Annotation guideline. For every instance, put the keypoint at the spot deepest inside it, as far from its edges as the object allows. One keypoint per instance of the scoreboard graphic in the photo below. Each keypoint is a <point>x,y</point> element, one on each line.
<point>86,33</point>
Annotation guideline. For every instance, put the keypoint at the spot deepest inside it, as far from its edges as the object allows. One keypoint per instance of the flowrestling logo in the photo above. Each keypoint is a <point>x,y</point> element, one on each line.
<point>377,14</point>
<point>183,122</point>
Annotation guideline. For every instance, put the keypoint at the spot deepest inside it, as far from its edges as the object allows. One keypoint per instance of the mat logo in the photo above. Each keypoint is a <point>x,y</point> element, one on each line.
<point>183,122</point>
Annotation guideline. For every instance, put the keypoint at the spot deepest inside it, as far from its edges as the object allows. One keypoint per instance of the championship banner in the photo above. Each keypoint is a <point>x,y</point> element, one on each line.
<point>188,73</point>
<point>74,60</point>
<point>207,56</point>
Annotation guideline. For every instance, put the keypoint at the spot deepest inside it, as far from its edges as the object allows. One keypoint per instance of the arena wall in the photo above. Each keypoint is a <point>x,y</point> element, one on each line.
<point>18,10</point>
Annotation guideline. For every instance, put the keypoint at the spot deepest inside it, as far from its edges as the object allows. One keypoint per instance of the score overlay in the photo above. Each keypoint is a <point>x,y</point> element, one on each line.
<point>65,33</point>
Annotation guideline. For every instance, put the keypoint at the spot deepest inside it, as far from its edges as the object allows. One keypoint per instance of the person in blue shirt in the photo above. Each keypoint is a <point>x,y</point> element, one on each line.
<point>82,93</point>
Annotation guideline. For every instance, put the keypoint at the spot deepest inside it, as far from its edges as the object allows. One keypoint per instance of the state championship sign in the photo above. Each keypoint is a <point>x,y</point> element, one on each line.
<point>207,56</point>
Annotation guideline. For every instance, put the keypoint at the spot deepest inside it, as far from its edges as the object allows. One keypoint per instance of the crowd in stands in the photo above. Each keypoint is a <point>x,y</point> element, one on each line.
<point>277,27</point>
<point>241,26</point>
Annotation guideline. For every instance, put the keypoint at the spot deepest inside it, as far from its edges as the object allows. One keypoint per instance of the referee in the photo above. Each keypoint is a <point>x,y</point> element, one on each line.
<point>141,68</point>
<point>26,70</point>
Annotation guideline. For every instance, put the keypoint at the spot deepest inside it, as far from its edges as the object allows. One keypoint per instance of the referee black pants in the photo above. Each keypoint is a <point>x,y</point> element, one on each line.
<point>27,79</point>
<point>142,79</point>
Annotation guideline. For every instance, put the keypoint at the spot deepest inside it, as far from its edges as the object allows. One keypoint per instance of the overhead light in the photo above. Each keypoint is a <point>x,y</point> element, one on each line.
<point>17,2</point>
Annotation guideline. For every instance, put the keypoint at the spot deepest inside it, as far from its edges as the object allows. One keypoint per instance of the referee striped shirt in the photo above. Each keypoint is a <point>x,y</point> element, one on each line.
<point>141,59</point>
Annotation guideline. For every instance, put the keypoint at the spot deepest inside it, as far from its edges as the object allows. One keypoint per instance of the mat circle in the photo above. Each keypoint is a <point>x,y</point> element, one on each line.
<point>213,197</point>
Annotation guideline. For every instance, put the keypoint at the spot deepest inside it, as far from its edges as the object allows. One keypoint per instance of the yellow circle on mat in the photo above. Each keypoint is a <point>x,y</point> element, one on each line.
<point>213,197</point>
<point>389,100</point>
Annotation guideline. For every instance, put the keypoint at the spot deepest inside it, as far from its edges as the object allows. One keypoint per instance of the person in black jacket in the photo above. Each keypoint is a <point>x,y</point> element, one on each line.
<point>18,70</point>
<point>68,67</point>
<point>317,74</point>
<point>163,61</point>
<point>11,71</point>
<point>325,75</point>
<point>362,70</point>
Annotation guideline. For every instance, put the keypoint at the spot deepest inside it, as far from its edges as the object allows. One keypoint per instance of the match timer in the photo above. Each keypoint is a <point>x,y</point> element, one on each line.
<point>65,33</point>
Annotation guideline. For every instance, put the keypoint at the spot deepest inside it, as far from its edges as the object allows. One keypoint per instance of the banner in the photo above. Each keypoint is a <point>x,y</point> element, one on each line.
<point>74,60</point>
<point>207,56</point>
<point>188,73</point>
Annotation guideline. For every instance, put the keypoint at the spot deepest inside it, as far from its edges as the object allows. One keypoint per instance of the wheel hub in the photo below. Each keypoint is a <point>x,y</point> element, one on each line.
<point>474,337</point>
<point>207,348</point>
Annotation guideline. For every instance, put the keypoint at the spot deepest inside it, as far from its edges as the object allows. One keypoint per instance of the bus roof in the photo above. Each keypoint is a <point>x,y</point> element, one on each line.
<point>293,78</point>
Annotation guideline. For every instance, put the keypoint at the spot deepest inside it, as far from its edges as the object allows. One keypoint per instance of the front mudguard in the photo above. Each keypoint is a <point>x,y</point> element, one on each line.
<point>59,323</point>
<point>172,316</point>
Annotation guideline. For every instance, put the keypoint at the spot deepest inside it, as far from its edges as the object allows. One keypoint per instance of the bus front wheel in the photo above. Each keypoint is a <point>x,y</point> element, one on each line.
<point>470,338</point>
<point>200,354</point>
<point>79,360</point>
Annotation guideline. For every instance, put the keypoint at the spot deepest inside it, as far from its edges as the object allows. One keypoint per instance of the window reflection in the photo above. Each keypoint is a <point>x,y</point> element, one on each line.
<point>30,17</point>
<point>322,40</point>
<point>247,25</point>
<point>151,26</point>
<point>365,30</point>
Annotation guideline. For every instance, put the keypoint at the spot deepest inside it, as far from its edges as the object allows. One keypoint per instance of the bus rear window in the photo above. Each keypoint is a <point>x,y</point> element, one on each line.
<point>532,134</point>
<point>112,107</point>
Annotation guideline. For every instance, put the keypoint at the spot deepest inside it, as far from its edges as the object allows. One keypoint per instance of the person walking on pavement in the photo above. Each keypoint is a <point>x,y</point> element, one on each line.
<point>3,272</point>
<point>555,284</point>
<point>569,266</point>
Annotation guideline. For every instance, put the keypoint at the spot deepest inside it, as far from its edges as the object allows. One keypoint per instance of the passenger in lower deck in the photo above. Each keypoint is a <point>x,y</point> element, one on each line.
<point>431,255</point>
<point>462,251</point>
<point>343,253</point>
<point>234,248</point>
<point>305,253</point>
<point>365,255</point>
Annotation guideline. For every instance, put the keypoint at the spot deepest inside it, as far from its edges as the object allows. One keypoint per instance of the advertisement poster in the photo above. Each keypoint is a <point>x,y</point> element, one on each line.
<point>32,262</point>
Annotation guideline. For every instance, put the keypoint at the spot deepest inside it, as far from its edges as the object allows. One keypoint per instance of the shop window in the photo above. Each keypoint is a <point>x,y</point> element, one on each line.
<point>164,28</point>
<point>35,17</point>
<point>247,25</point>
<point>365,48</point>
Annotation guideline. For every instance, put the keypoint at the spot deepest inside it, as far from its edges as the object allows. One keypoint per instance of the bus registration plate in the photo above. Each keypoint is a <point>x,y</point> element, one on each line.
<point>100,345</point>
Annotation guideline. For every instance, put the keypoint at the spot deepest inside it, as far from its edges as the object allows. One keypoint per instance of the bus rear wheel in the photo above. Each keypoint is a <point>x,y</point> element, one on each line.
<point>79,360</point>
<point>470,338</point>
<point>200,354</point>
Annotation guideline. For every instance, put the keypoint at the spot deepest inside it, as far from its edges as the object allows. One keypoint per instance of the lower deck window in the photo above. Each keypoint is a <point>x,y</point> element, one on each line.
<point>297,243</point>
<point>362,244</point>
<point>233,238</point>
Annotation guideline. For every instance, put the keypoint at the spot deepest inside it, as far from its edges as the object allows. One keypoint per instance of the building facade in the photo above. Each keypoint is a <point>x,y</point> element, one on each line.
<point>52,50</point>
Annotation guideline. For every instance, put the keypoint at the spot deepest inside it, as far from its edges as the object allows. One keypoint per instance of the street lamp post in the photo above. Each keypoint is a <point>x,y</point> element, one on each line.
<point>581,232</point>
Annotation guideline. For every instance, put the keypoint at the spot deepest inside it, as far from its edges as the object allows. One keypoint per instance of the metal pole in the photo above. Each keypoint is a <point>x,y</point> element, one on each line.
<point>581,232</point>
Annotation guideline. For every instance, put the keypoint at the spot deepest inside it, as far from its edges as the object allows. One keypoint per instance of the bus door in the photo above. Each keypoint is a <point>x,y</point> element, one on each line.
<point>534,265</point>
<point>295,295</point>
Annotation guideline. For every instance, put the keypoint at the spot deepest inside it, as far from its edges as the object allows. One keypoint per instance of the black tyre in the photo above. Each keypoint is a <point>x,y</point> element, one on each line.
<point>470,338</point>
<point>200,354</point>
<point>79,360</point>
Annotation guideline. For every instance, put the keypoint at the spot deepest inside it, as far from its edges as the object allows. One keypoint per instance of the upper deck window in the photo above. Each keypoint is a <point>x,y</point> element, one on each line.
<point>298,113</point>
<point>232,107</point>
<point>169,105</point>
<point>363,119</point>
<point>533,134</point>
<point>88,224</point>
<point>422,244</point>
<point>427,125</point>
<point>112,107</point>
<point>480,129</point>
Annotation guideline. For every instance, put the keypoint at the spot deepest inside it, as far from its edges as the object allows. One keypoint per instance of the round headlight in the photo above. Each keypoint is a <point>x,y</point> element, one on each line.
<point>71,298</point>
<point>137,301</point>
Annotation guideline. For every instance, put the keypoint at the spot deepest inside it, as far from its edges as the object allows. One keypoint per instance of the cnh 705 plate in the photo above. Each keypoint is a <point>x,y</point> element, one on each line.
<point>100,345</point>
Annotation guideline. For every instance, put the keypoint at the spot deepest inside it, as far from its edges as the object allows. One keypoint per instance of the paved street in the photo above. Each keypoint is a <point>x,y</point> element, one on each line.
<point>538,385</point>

________________

## [DIRECTIONS]
Copy exactly, and only, the lines from the line containing "of the black" to the end of the listing, with both ends included.

## [ANSWER TO THIS TASK]
Annotation guideline. For every instance, put the keypoint at the spot deepest inside it, as far from its edges as the object allows. One keypoint per instance of the black tyre in the photo above. Each keypoint is a <point>x,y</point> element, one on each line.
<point>470,338</point>
<point>200,354</point>
<point>79,360</point>
Annotation guideline. For every instance, put the keypoint at the spot deepest inside it, as far from its edges as the object allows. One keypoint per instance of the upper deck window in the photo above. Each keypoint is a <point>x,y</point> element, one on each line.
<point>298,113</point>
<point>232,107</point>
<point>169,105</point>
<point>363,119</point>
<point>533,134</point>
<point>88,224</point>
<point>422,244</point>
<point>427,125</point>
<point>112,107</point>
<point>480,129</point>
Annotation guideline. For every instance, put the keypoint at the spot deepest inside it, as far from its edges as the object allows. One keypoint per instance of the round headlight in the photo above. Each keypoint is a <point>x,y</point> element, one on each line.
<point>71,298</point>
<point>137,301</point>
Annotation guideline. For every instance, put the keypoint at the spot deepest inside it, as far from its edges as the object allows. One keypoint per instance of the cnh 705 plate in the photo above. Each keypoint is a <point>x,y</point> element, one on each line.
<point>100,345</point>
Annotation guideline. For every instance, put the keypoint at the spot deepest inside it, as far from its edges as the object allows. One keypoint per instance of the paved street in the photo above. Each keypoint is a <point>x,y</point> element, one on each line.
<point>538,385</point>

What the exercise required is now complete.